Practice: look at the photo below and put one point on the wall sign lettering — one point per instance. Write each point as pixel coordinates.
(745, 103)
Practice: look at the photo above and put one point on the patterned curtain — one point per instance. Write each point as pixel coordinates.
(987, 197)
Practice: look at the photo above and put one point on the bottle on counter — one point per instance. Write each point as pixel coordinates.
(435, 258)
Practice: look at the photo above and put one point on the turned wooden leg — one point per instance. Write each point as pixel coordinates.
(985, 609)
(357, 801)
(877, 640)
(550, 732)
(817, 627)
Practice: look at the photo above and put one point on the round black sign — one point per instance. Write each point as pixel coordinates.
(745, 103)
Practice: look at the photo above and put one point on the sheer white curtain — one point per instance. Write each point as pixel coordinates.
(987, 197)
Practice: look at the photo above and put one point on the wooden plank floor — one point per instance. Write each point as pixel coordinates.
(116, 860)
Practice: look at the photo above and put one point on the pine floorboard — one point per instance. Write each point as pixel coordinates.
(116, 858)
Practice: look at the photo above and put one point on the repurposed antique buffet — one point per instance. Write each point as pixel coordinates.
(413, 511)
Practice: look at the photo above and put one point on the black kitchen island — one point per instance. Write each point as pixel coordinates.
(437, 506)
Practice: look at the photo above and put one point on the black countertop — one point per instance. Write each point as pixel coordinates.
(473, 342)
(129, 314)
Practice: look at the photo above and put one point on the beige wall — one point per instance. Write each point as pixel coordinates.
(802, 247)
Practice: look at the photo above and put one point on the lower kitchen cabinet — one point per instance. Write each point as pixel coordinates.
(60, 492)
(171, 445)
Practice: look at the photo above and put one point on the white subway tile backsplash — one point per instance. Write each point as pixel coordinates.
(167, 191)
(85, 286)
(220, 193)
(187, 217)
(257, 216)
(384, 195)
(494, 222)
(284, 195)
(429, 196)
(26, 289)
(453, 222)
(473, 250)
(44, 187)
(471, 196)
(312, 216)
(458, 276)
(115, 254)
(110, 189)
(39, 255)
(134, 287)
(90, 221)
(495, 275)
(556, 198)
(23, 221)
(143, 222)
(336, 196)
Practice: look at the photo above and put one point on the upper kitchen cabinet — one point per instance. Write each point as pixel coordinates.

### WHAT THE TASK ASKS
Copy out all of the items above word for word, without changing anything.

### TASK RESULT
Practice: look at the photo below and put one point on the wall sign lettering — one point per instance. Write each point as pixel coordinates.
(745, 103)
Practice: look at the photo above and put one point on the patterned curtain — one point per instance. Write each point as pixel coordinates.
(987, 197)
Practice: look at the photo above and put one point on the bottle on counter — one point per instance. Write each point as pixel coordinates.
(435, 258)
Practice: look at the photo above and put one point on the turned wooden leg — one point per instance. Write each point as pixel coordinates.
(985, 609)
(357, 801)
(877, 640)
(550, 732)
(817, 627)
Practice: look at the photo above and put one point on the round black sign — one point per instance. Write each point as pixel coordinates.
(745, 103)
Practice: look at the photo above and put one point on the sheer white curtain — one point per instance. Write each point as pixel coordinates.
(987, 197)
Practice: look at the photo above and put one point on the wooden plank floor — one point per instance. Write each point as pixel coordinates.
(116, 860)
Practice: look at the photo above and put one point on the pine floorboard — one point per instance. Write each point as pixel coordinates.
(116, 858)
Practice: look at the photo above and put one point on the repurposed antique buffet — one point per instance. Write each point as pixel coordinates.
(413, 511)
Practice: look at the photo above and put one point on the black kitchen island — one point per instance. Write each point as pixel coordinates.
(437, 506)
Practice: look at the photo above and put one point on the black countertop — one point per instance. Write each point as pixel coordinates.
(473, 342)
(129, 314)
Practice: look at the photo above and put one point on the beige wall — one point per instance. Write each point as pixel coordinates.
(802, 247)
Practice: look at the photo above and put one point on the lower kitchen cabinet — one point per instance. Write each point as pixel coordinates.
(60, 492)
(171, 445)
Practice: look at the photo above and put one point on the white subway tile backsplash — one point per instance. Write each point as pixel coordinates.
(167, 191)
(85, 286)
(220, 193)
(187, 217)
(257, 216)
(384, 195)
(494, 222)
(284, 195)
(429, 196)
(26, 289)
(453, 222)
(473, 250)
(44, 187)
(471, 196)
(312, 216)
(458, 276)
(115, 254)
(110, 189)
(39, 255)
(134, 287)
(90, 221)
(495, 275)
(556, 198)
(23, 221)
(143, 222)
(336, 196)
Practice: look at the photo above and put one point on the upper kitchen cabinet — one point per instance. Write each point as pixel coordinates.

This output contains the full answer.